Can the data below be set down again exactly, line for line?

──────── Entries supplied ────────

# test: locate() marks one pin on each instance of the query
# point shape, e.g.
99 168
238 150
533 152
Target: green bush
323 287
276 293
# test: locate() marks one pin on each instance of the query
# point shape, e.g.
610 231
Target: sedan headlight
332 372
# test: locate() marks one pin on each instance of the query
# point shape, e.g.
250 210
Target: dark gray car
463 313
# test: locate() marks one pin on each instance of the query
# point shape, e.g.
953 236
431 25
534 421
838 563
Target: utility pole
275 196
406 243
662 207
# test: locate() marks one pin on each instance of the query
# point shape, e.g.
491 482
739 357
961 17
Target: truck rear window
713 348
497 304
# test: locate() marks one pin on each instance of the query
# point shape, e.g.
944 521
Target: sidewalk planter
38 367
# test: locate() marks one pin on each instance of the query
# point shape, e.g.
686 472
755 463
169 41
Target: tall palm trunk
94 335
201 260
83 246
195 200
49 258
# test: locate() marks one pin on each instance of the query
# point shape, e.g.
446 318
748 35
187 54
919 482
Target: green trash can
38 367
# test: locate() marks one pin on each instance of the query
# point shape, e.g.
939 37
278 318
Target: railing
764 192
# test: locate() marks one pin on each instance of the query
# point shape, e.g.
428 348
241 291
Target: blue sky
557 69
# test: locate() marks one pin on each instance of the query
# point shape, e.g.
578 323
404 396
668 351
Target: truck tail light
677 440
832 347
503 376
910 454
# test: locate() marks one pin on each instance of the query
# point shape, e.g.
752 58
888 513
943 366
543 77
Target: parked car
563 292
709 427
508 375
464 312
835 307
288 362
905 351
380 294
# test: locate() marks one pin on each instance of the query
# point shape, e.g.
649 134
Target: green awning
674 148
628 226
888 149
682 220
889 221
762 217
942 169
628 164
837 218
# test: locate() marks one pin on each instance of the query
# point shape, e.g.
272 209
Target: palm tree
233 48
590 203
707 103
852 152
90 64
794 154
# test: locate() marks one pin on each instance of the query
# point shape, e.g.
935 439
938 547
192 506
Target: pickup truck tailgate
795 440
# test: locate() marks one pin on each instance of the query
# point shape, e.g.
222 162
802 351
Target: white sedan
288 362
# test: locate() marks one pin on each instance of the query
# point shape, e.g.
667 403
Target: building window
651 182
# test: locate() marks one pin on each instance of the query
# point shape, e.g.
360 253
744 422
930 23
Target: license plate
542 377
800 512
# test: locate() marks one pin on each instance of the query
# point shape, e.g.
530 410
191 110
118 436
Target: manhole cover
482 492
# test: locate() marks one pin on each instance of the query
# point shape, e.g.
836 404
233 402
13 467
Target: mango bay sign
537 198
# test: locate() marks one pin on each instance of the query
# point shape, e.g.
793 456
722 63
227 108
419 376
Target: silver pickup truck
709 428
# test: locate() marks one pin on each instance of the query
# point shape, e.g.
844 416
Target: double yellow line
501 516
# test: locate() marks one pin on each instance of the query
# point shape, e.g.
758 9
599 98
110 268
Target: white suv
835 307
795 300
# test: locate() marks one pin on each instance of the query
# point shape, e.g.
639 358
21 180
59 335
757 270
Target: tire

────────

* [Solution to this exercise]:
# test: locate() marks one pin on each instance of the query
# point shape, e.g.
99 168
238 150
533 152
Target: green bush
323 287
276 293
# test: locate() marks one pin on each instance of the query
# point shape, e.g.
610 231
Target: sedan headlight
332 372
# test: locate() marks one pin on each instance of the query
# point shape, e.g.
250 210
Target: dark gray car
463 313
# test: locate() marks one pin on each instance of the query
# point shape, e.g.
953 236
431 25
534 421
838 563
Target: utility pole
275 196
406 243
662 207
# test: locate() marks one pin on each instance of the query
# point shape, e.g.
491 482
739 357
961 17
Target: truck rear window
713 348
497 304
# test: locate() marks one pin on each instance of the query
# point shape, e.g.
944 521
Target: sidewalk planter
38 367
# test: locate() marks one pin on each instance of the query
# point shape, e.g.
686 472
755 463
169 41
Target: tall palm trunk
94 335
201 260
83 246
195 200
49 258
# test: locate() marks one pin on each instance of the query
# point shape, e.g.
446 318
748 35
187 54
919 482
Target: green trash can
38 367
# test: locate() marks one pin on each instance of the query
# point shape, e.g.
939 37
278 318
Target: railing
764 192
# test: locate() marks one pin on each instance of the query
# point shape, e.g.
428 348
241 291
Target: blue sky
557 69
# test: locate() marks one pin on each instance of the query
# point shape, e.g.
578 323
404 396
668 351
Target: truck tail light
677 440
832 347
503 376
910 454
# test: locate() marks one pin on each instance of the query
# point shape, e.g.
752 58
888 513
943 366
543 77
Target: parked car
563 292
709 427
508 375
464 312
835 307
288 362
905 351
380 294
# test: locate() marks one pin on each instance of the query
# point shape, e.g.
649 134
Target: green awning
674 148
628 226
888 149
682 220
889 221
762 217
942 169
628 164
837 218
# test: locate() marks one pin on each instance of the query
# point shape, e.g.
272 209
Target: palm tree
233 48
590 203
707 103
852 152
90 64
794 154
# test: locate() marks one pin on each instance of the query
# point shape, e.g.
935 439
938 547
192 506
Target: pickup truck tailgate
795 440
# test: locate() marks one pin on each instance of the query
# point shape, e.g.
222 162
802 351
Target: white sedan
288 362
# test: locate() marks one pin on each instance of the query
# point shape, e.g.
667 403
Target: building window
651 182
# test: locate() marks one pin on each instance of the query
# point shape, e.g.
360 253
744 422
930 23
Target: license plate
542 377
800 512
# test: locate() marks one pin on each instance of the query
# point shape, e.g.
530 410
191 110
118 436
Target: manhole cover
482 492
# test: locate() marks one pin on each instance of the query
# point shape, e.g.
836 404
233 402
13 467
Target: mango bay sign
537 198
# test: locate() marks one pin on each instance of the query
# point shape, e.g.
793 456
722 63
227 108
419 376
Target: silver pickup truck
709 428
# test: locate() marks one pin on each instance of the query
# point shape, e.g.
844 416
Target: double yellow line
501 516
# test: locate() marks one pin on each instance of the query
# point shape, e.g.
758 9
599 98
110 268
Target: white suv
835 307
795 300
# test: locate() marks one pin on each instance of the query
# point shape, e.g.
639 358
21 180
59 335
757 270
Target: tire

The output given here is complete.